-- OBJECTIVE --
In the records below, locate the line containing "of the distant", then extract it and all following lines exactly, ending with the last line.

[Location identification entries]
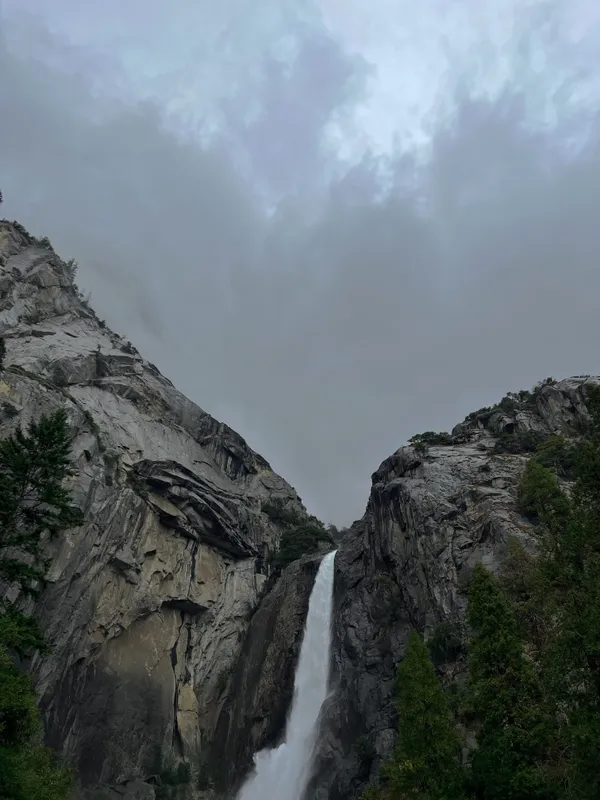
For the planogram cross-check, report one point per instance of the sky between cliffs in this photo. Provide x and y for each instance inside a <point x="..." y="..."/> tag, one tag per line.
<point x="332" y="224"/>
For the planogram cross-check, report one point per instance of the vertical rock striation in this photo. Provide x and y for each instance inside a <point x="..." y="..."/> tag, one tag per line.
<point x="148" y="601"/>
<point x="434" y="511"/>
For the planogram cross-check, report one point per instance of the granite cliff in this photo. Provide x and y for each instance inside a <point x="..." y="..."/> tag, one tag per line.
<point x="171" y="646"/>
<point x="148" y="601"/>
<point x="437" y="507"/>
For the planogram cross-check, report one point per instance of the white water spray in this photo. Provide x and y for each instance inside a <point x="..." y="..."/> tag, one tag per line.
<point x="283" y="773"/>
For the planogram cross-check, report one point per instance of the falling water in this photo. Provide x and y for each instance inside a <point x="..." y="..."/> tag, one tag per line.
<point x="283" y="773"/>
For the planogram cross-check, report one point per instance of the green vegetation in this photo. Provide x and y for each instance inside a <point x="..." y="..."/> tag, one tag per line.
<point x="297" y="542"/>
<point x="300" y="535"/>
<point x="446" y="643"/>
<point x="505" y="699"/>
<point x="426" y="762"/>
<point x="511" y="402"/>
<point x="430" y="439"/>
<point x="519" y="442"/>
<point x="531" y="694"/>
<point x="33" y="504"/>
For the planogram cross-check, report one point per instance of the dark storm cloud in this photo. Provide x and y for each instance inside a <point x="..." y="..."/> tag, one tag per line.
<point x="331" y="332"/>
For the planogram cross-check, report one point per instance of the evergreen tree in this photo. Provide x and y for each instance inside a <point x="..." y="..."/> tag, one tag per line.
<point x="426" y="763"/>
<point x="33" y="503"/>
<point x="33" y="500"/>
<point x="506" y="699"/>
<point x="570" y="564"/>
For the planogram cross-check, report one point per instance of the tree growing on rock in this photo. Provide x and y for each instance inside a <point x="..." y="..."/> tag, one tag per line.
<point x="426" y="762"/>
<point x="33" y="503"/>
<point x="506" y="700"/>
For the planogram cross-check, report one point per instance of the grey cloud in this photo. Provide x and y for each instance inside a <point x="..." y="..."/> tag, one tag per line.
<point x="351" y="319"/>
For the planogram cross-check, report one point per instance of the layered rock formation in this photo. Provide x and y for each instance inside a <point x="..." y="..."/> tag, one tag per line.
<point x="168" y="647"/>
<point x="434" y="511"/>
<point x="147" y="603"/>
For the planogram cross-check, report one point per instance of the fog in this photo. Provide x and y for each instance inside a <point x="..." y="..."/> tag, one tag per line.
<point x="331" y="231"/>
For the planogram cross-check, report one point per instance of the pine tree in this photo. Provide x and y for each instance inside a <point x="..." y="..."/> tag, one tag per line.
<point x="33" y="500"/>
<point x="426" y="763"/>
<point x="33" y="503"/>
<point x="506" y="699"/>
<point x="571" y="659"/>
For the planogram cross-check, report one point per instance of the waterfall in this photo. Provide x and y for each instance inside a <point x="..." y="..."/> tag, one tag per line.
<point x="283" y="773"/>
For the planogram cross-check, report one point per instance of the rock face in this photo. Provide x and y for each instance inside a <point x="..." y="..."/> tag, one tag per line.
<point x="254" y="714"/>
<point x="433" y="513"/>
<point x="147" y="603"/>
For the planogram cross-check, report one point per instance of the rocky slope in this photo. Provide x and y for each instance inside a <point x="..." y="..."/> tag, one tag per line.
<point x="434" y="511"/>
<point x="148" y="601"/>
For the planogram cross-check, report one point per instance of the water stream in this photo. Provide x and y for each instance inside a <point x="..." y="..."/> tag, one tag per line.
<point x="283" y="773"/>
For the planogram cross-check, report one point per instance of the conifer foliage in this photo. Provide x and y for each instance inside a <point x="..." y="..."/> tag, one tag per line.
<point x="426" y="762"/>
<point x="532" y="696"/>
<point x="33" y="504"/>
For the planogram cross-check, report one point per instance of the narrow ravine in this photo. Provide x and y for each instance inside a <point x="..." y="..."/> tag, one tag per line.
<point x="283" y="773"/>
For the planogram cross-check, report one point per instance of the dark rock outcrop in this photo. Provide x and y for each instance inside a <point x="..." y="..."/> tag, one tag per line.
<point x="433" y="513"/>
<point x="261" y="689"/>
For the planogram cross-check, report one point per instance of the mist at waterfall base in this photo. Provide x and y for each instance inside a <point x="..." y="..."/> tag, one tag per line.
<point x="283" y="773"/>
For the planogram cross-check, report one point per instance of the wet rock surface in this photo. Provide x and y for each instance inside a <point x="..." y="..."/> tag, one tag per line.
<point x="148" y="601"/>
<point x="433" y="513"/>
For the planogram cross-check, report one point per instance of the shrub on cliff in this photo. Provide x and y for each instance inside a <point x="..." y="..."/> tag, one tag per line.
<point x="506" y="701"/>
<point x="297" y="542"/>
<point x="426" y="762"/>
<point x="33" y="504"/>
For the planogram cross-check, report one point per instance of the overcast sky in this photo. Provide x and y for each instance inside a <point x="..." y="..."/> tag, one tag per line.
<point x="332" y="224"/>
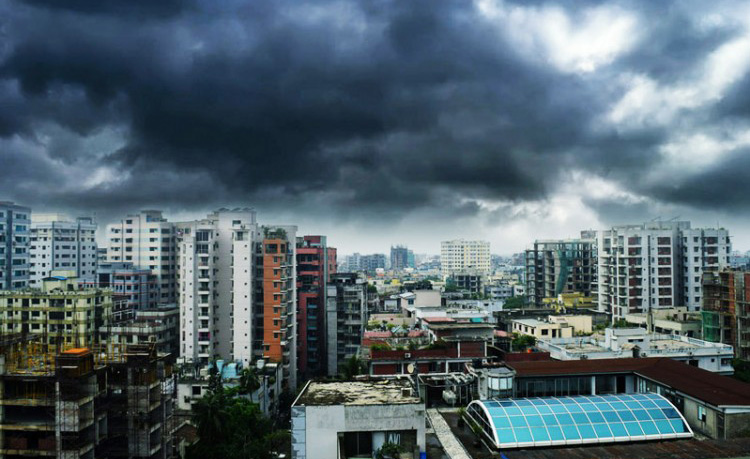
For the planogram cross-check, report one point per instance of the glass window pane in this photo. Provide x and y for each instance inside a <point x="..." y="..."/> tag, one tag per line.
<point x="649" y="428"/>
<point x="587" y="431"/>
<point x="505" y="435"/>
<point x="580" y="418"/>
<point x="665" y="427"/>
<point x="518" y="421"/>
<point x="571" y="433"/>
<point x="633" y="429"/>
<point x="555" y="433"/>
<point x="618" y="429"/>
<point x="657" y="414"/>
<point x="523" y="435"/>
<point x="539" y="434"/>
<point x="501" y="423"/>
<point x="602" y="431"/>
<point x="534" y="421"/>
<point x="678" y="425"/>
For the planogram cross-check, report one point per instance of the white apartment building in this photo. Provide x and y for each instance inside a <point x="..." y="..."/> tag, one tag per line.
<point x="59" y="242"/>
<point x="225" y="291"/>
<point x="215" y="286"/>
<point x="147" y="241"/>
<point x="458" y="255"/>
<point x="15" y="227"/>
<point x="656" y="265"/>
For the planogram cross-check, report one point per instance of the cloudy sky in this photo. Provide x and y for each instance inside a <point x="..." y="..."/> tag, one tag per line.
<point x="380" y="122"/>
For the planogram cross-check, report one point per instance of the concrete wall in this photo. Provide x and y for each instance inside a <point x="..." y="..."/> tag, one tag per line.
<point x="315" y="429"/>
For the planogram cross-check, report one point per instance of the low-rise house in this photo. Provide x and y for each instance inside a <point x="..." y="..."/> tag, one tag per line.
<point x="637" y="342"/>
<point x="357" y="418"/>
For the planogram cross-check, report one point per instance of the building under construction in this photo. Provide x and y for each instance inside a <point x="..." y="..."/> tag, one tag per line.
<point x="101" y="402"/>
<point x="726" y="309"/>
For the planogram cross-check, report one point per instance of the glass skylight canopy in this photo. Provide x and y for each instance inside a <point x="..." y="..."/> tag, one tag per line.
<point x="551" y="421"/>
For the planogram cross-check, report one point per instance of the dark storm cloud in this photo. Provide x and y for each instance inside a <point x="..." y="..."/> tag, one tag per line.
<point x="371" y="106"/>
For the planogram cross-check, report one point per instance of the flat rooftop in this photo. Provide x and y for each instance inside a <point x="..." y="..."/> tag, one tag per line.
<point x="381" y="392"/>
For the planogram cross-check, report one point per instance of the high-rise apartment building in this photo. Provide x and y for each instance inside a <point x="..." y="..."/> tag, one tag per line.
<point x="147" y="240"/>
<point x="316" y="262"/>
<point x="15" y="230"/>
<point x="237" y="290"/>
<point x="401" y="257"/>
<point x="726" y="309"/>
<point x="458" y="255"/>
<point x="656" y="264"/>
<point x="59" y="242"/>
<point x="561" y="266"/>
<point x="346" y="318"/>
<point x="279" y="267"/>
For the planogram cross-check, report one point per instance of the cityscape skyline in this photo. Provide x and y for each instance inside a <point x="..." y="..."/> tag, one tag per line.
<point x="396" y="123"/>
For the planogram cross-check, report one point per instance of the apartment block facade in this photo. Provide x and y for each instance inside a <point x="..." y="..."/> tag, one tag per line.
<point x="147" y="240"/>
<point x="656" y="265"/>
<point x="15" y="232"/>
<point x="316" y="262"/>
<point x="458" y="255"/>
<point x="61" y="314"/>
<point x="59" y="242"/>
<point x="237" y="290"/>
<point x="346" y="318"/>
<point x="561" y="266"/>
<point x="726" y="309"/>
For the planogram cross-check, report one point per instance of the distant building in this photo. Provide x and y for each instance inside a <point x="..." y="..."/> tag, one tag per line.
<point x="158" y="326"/>
<point x="346" y="318"/>
<point x="553" y="326"/>
<point x="355" y="419"/>
<point x="60" y="313"/>
<point x="657" y="265"/>
<point x="468" y="280"/>
<point x="726" y="310"/>
<point x="459" y="254"/>
<point x="561" y="266"/>
<point x="15" y="231"/>
<point x="316" y="262"/>
<point x="637" y="342"/>
<point x="147" y="240"/>
<point x="133" y="288"/>
<point x="401" y="258"/>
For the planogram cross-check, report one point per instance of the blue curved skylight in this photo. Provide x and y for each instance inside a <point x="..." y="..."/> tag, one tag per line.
<point x="529" y="422"/>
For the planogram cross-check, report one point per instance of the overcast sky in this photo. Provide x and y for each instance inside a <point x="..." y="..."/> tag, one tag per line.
<point x="382" y="122"/>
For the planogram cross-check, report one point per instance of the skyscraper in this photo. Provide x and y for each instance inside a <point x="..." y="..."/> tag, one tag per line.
<point x="15" y="226"/>
<point x="458" y="255"/>
<point x="237" y="290"/>
<point x="656" y="264"/>
<point x="147" y="241"/>
<point x="316" y="262"/>
<point x="561" y="266"/>
<point x="59" y="242"/>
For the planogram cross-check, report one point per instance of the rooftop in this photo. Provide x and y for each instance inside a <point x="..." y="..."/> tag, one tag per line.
<point x="381" y="392"/>
<point x="705" y="385"/>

-- WRITTEN REPLY --
For the planogram cross-check, report one point per instance of the distant building in this photo. Provide x and y for each instance inside a <point x="..." y="..."/> tag, one tag per line.
<point x="158" y="326"/>
<point x="346" y="318"/>
<point x="553" y="326"/>
<point x="355" y="419"/>
<point x="60" y="313"/>
<point x="657" y="265"/>
<point x="468" y="280"/>
<point x="726" y="310"/>
<point x="459" y="254"/>
<point x="561" y="266"/>
<point x="15" y="231"/>
<point x="316" y="262"/>
<point x="637" y="342"/>
<point x="147" y="240"/>
<point x="133" y="288"/>
<point x="401" y="258"/>
For the planogram cross-check, report one point per instance of the blue curved skylight in this photo. Provide x and y for each instance inside a <point x="..." y="..."/> tag, one tag per line.
<point x="529" y="422"/>
For the planogram cross-check, report one point per instance of the overcast sky in this photo. Provide x and y for each instance inside a <point x="..." y="..."/> tag, one tag per line.
<point x="382" y="122"/>
For the planogram cross-check, report one point per instance of the skyscraper in this photo. Provide x and y for each instance inside a <point x="..." y="..."/> tag, one tag per line.
<point x="15" y="226"/>
<point x="458" y="255"/>
<point x="237" y="290"/>
<point x="656" y="264"/>
<point x="147" y="241"/>
<point x="316" y="262"/>
<point x="561" y="266"/>
<point x="59" y="242"/>
For the planogram cross-check, report one point per instance of the rooftop in this photo. Provide x and y for each instance inside a <point x="..." y="..."/> tag, one tag per line.
<point x="381" y="392"/>
<point x="705" y="385"/>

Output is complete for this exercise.